*DIRECTIVE*:
In the passage below about unfamiliar words in a novel, why does the writer decide to look up some of the words around page 173?

[start of ARTICLE]

Some, like Achha, are explained, as you can see above, in the text itself.   And we'd learned a couple of pages earlier about Fanqui-town:
"And so at last to the foreign enclave - or 'Fanqui-town' as I have already learnt to call it!"
And we'd also just learned about the 'Maidan':
"And so, following my young Atlas, [a coolie carrying his luggage from the boat] I stepped upon the stretch of shore that forms the heart and hearth of Fanqui-town.  This is an open space between the factories* and the river-banks: the English speak of it as 'The Square', but Hindusthanis have a better name for it.  They call it the 'Maidan' which is exactly what it is, a crossroads, a meeting-place, a piazza, a promenade, a stage for a tamasha that never ends. . ."

But many other words are left there for the reader to either figure out or skip over, or gradually pick up through hearing it used, just like we learn words in our own language.  And, after all, the basic linguistic ingredient in this book is English. 

It was about this point - page 173 of a 500 page book - that I thought perhaps I should look up some of these words to see how much actually knowing what they mean adds to the reading.  I googled up a couple:

"las·car

ˈlaskər/
noun
dated
noun: Lascar; plural noun: Lascars; noun: lascar; plural noun: lascars
  1. a sailor from India or Southeast Asia.
Origin early 17th century: from Portuguese lascari, from Urdu and Persian laškarī ‘soldier,’ from laškar ‘army.’"
and

"ta·ma·sha

təˈmäSHə/
noun Indian
noun: tamasha; plural noun: tamashas
  1. a grand show, performance, or celebration, especially one involving dance.
    • a fuss or confusion.

      "what a tamasha!"
Origin via Persian and Urdu from Arabic tamāšā ‘walk around together.’"
But when I started jotting down a list, I was on the page with the quote at the top and quickly my list was:
khidmatgars
daftardars
khansamas
chuprassies
durwans
khazanadars
khalasis  

I'll never finish the book if I have to look up all these words.  But, I thought, maybe someone has already done this.

[end of ARTICLE]
[start of RECORDS SUPPLIED]

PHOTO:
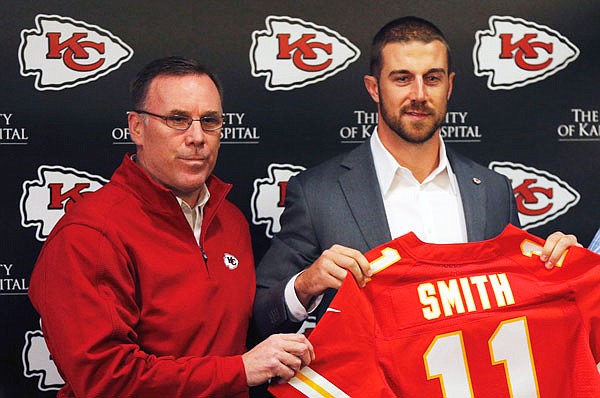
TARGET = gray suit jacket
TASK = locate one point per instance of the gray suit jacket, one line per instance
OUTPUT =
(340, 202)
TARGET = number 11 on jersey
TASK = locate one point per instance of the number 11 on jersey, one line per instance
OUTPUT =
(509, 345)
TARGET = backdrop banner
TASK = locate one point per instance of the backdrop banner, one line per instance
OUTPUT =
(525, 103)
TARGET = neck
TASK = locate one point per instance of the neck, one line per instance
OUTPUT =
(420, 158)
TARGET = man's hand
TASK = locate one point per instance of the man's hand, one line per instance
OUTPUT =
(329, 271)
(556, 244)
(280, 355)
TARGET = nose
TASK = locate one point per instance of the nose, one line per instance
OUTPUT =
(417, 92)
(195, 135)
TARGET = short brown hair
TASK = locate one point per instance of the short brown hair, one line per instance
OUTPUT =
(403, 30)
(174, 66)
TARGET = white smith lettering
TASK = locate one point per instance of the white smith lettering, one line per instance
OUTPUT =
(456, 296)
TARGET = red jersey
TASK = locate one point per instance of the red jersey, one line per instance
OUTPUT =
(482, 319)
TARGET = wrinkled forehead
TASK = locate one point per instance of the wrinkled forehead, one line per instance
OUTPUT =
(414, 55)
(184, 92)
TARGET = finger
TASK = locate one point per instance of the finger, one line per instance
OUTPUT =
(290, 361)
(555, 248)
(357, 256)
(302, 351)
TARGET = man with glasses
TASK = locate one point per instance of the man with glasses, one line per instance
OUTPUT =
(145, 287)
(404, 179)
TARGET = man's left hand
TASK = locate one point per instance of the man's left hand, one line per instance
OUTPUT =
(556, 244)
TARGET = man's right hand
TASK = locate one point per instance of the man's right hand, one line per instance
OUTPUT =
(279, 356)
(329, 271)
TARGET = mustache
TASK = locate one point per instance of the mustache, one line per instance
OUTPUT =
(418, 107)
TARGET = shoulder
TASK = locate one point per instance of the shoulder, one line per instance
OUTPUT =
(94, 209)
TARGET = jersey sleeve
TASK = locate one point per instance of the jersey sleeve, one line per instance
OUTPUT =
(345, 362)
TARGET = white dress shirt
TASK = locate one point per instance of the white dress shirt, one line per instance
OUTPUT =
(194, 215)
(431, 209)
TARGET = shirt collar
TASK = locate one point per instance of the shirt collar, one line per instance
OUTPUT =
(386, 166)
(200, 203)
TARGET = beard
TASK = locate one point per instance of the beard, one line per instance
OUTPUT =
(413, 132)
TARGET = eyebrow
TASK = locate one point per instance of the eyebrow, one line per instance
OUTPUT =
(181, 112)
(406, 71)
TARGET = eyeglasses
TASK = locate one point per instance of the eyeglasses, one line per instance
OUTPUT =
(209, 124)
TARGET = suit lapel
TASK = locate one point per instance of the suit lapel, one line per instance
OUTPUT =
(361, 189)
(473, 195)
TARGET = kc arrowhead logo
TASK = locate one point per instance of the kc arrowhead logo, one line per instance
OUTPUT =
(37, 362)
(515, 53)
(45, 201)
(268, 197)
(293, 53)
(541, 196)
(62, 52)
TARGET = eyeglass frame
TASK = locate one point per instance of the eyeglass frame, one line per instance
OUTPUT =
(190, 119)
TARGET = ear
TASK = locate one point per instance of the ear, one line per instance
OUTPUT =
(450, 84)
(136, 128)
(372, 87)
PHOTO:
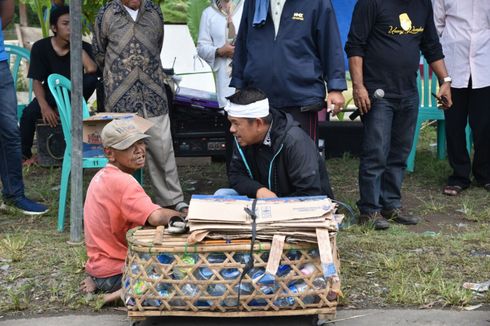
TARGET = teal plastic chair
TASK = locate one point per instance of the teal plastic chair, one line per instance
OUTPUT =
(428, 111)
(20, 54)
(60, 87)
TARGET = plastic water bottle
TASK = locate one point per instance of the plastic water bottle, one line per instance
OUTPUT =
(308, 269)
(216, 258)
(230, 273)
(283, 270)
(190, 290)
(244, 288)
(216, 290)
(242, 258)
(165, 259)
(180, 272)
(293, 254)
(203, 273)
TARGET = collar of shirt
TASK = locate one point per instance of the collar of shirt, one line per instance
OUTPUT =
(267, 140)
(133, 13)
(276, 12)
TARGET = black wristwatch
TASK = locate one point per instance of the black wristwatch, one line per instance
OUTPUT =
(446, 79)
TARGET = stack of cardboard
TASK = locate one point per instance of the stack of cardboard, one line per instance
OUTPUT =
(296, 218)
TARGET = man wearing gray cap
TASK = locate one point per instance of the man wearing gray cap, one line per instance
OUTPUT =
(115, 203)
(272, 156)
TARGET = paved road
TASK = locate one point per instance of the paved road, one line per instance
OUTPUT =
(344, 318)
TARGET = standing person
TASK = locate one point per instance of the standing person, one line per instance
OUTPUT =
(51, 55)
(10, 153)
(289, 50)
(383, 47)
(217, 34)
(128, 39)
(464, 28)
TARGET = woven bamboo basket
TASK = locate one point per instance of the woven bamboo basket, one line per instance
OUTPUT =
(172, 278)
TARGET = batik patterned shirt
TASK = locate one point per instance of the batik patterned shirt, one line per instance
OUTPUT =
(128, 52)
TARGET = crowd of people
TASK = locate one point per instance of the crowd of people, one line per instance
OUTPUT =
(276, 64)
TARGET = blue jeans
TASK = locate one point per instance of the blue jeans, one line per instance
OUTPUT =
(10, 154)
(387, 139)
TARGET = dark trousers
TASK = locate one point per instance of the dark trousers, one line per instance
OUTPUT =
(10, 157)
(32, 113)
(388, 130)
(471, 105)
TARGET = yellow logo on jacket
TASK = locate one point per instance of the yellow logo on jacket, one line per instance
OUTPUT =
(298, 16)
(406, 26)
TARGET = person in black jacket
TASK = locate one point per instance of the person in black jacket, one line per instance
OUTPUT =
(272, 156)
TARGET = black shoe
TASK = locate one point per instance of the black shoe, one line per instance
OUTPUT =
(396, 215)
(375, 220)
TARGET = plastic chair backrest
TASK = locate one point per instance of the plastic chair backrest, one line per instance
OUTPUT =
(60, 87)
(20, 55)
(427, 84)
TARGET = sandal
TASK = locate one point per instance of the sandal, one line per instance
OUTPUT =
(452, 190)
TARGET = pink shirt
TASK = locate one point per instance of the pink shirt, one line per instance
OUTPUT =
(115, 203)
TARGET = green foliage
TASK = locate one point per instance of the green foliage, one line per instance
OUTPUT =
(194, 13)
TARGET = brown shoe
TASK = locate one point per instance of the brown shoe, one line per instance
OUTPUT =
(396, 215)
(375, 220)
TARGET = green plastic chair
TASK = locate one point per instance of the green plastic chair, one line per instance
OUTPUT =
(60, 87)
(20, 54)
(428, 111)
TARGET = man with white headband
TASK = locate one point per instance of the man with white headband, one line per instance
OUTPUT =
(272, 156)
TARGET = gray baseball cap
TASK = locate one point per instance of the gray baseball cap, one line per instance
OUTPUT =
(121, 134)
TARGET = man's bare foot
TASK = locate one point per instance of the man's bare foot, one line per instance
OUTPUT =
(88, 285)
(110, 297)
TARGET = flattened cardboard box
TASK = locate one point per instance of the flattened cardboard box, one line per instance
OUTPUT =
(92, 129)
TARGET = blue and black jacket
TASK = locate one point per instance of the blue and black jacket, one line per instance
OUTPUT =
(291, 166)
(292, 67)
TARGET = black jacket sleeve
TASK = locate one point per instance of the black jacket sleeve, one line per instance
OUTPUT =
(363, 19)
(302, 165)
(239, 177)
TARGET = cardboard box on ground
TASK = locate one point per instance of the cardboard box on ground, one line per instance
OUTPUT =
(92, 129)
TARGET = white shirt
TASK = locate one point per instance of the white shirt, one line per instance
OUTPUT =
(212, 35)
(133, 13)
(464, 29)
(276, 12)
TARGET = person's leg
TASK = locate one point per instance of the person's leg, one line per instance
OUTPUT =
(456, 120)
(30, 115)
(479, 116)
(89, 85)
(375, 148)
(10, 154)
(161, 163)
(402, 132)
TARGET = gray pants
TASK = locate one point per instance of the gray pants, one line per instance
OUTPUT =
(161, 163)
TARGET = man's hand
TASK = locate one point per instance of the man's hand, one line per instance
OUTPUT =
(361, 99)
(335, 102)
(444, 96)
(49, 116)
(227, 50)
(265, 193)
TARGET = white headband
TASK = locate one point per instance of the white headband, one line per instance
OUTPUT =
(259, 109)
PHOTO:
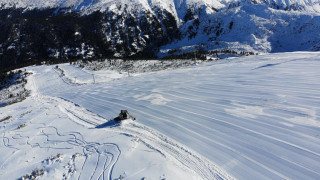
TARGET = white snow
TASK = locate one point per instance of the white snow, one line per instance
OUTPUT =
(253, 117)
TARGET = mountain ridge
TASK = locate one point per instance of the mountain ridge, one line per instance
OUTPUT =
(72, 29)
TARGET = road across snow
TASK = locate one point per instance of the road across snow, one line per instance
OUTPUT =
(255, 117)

[end of RECORDS SUPPLIED]
[start of RECORDS SUPPLIED]

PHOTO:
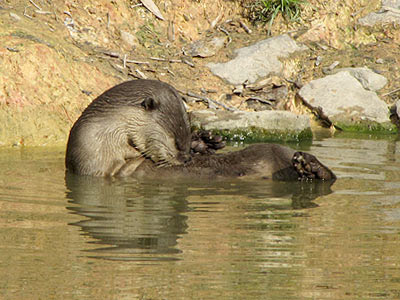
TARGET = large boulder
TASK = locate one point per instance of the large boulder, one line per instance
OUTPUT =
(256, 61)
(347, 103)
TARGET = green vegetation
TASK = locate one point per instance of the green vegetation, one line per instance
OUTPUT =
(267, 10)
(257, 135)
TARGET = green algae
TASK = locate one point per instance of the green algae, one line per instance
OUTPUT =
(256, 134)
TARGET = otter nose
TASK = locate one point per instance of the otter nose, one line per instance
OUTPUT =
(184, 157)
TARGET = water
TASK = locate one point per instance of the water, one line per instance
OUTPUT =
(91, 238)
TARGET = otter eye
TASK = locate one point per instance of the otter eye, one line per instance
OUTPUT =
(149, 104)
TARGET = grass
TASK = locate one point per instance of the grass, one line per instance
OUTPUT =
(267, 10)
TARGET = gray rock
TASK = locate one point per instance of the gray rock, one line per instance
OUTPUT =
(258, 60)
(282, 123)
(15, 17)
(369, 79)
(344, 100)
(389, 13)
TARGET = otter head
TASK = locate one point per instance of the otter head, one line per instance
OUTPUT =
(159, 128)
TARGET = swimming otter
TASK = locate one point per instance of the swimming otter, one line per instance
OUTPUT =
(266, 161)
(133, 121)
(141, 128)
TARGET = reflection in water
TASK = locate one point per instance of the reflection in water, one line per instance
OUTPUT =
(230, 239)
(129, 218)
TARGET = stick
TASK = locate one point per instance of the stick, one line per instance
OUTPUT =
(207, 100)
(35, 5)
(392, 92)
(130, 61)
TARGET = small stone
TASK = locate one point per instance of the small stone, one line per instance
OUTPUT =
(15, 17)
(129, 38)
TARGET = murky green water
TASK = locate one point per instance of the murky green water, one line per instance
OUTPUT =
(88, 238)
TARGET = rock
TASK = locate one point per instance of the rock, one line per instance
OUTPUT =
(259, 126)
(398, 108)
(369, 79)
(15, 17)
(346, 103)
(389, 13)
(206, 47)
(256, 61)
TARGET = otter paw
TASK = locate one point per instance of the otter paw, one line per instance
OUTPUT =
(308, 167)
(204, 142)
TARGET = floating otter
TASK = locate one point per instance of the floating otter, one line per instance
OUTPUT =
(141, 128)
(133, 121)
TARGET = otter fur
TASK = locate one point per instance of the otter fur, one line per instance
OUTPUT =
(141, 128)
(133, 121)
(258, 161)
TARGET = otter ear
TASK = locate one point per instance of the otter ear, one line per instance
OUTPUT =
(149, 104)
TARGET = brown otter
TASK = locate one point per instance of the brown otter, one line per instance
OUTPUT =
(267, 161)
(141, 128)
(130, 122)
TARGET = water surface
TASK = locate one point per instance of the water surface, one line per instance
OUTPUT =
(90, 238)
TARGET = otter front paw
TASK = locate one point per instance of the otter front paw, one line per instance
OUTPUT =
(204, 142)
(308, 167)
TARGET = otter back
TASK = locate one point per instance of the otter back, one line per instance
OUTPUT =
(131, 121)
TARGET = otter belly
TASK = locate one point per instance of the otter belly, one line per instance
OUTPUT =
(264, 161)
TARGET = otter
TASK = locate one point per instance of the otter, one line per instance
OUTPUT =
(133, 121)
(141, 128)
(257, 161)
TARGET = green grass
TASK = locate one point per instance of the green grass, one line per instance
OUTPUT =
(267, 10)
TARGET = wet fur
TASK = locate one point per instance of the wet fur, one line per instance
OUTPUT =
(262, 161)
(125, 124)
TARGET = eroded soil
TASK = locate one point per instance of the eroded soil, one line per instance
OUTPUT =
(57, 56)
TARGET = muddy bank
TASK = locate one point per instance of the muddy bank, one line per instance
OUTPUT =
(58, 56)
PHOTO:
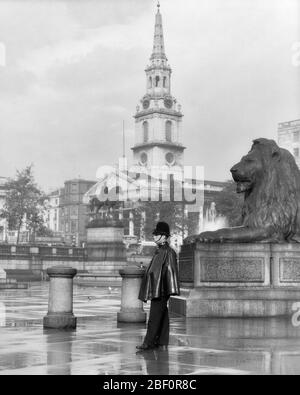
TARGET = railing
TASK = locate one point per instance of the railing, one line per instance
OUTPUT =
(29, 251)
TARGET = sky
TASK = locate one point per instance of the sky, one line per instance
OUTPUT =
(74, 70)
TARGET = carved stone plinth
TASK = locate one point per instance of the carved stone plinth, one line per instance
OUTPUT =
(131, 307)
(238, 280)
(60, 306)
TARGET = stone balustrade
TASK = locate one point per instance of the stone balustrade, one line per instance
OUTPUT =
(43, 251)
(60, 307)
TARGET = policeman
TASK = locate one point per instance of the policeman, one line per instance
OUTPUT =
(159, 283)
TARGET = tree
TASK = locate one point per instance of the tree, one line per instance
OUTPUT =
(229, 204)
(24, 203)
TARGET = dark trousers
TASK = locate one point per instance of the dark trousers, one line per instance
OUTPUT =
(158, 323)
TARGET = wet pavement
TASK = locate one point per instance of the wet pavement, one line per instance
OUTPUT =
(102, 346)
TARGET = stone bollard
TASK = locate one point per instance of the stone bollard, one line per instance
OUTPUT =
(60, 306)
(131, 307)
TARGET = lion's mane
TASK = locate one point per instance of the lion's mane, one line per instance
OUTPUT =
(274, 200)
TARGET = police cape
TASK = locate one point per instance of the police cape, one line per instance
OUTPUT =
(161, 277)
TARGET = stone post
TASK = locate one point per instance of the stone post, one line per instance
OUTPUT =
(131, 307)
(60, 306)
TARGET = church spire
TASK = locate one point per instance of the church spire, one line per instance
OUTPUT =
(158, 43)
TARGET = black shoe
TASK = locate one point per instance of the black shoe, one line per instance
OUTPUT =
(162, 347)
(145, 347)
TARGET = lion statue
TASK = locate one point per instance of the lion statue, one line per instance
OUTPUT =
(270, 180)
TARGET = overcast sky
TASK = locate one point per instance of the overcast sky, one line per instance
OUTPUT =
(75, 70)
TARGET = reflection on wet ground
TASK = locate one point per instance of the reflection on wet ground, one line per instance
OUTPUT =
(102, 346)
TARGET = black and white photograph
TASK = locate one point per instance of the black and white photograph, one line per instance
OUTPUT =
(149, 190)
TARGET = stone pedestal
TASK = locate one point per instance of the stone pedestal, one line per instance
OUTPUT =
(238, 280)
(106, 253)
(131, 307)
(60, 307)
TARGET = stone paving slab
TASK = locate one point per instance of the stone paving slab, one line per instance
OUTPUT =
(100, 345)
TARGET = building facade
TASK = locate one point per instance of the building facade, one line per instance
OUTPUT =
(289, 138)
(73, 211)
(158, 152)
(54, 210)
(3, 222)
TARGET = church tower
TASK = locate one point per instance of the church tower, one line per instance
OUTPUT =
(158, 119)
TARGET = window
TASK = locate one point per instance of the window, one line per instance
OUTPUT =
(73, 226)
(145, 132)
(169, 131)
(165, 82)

[end of RECORDS SUPPLIED]
[start of RECORDS SUPPLIED]

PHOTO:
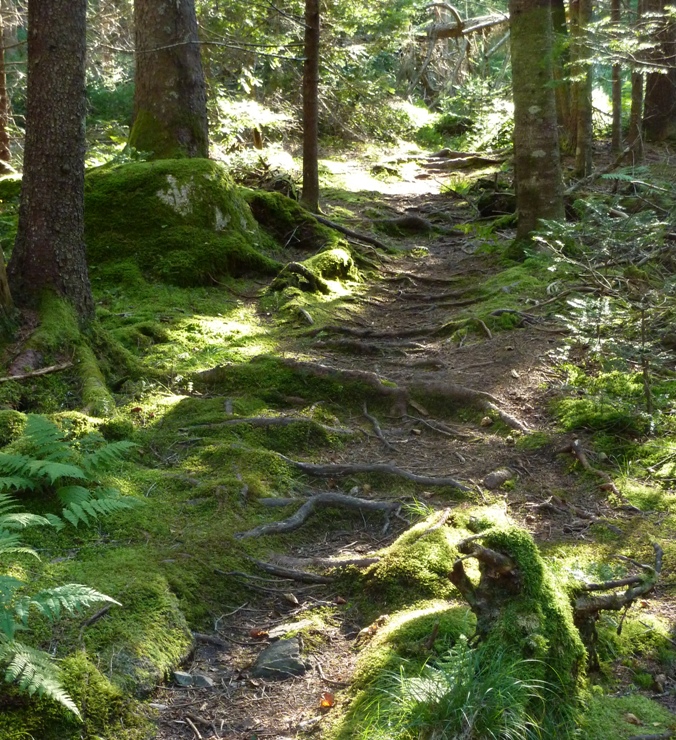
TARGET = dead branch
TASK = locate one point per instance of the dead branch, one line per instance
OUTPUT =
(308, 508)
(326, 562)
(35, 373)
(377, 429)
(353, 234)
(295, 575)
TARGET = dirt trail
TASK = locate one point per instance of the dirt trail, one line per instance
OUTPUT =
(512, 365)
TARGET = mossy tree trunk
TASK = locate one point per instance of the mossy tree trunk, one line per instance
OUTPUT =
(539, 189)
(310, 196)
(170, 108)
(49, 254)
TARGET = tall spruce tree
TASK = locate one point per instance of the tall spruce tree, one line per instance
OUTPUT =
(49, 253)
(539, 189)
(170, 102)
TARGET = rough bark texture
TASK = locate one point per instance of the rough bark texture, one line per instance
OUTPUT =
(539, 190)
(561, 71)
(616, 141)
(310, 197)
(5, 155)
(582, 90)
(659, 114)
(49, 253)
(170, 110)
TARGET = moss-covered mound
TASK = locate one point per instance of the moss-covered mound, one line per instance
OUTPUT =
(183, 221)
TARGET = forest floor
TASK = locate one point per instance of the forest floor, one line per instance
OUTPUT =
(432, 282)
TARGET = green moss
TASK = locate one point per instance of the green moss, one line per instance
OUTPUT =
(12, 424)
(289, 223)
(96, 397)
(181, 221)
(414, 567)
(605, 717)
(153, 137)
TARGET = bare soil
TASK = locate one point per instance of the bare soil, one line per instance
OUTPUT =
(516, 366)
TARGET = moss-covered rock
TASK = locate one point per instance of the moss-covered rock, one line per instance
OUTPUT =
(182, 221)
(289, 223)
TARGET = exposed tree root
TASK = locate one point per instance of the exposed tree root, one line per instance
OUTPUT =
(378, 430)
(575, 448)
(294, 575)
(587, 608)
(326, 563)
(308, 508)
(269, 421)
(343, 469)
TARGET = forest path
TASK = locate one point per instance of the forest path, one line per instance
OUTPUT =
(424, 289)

[end of RECORDS SUPPLIED]

*ANSWER FOR THE TASK*:
The writer wants to see how much actually knowing what the words mean adds to the reading.